▶ _WHAT YOU HAVE TO DO_
Which lines of the entries contain the word "pointer"? Extract each of them as it appears.

▶ _DATA FOR THE TASK_
━━━━━━━━━━━━━━━━━━━━━━━━━━━━━━
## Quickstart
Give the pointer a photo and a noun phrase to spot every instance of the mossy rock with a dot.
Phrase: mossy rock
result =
━━━━━━━━━━━━━━━━━━━━━━━━━━━━━━
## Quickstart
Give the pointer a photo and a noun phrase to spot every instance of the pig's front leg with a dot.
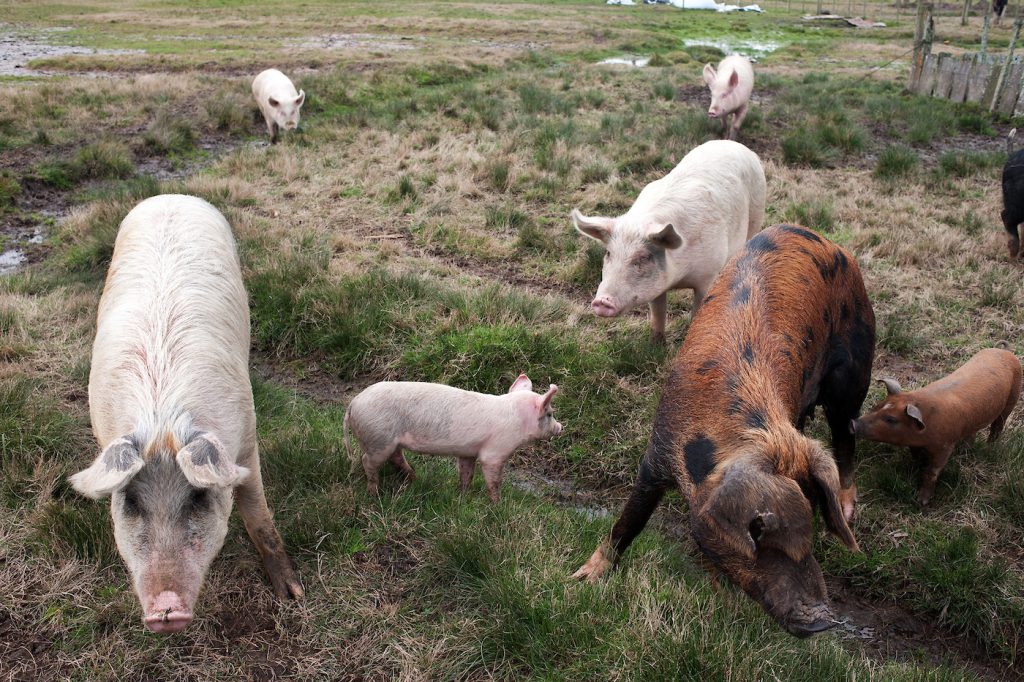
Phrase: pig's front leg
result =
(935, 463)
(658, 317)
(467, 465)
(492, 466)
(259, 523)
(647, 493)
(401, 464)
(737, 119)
━━━━━━━━━━━━━━━━━━━━━━━━━━━━━━
▶ _SOLUTION_
Give the pointer a photo and a noun phrase to spot every instance of the mossy rock with a dot.
Give the pointer a photo and a noun phrase to spot every instance of the pig's front leg with a dot.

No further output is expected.